**Exercise details**
Update the lines below by changing every "wooden ladder" to "metal ladder" and keeping everything else the same.

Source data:
___
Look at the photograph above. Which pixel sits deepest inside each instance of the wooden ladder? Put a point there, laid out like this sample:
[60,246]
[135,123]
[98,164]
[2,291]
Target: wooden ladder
___
**Finished exercise**
Look at the photograph above. Which pixel sits deepest inside each instance of the metal ladder? Put a point there, laid out like this sample:
[60,246]
[135,123]
[98,164]
[2,291]
Target: metal ladder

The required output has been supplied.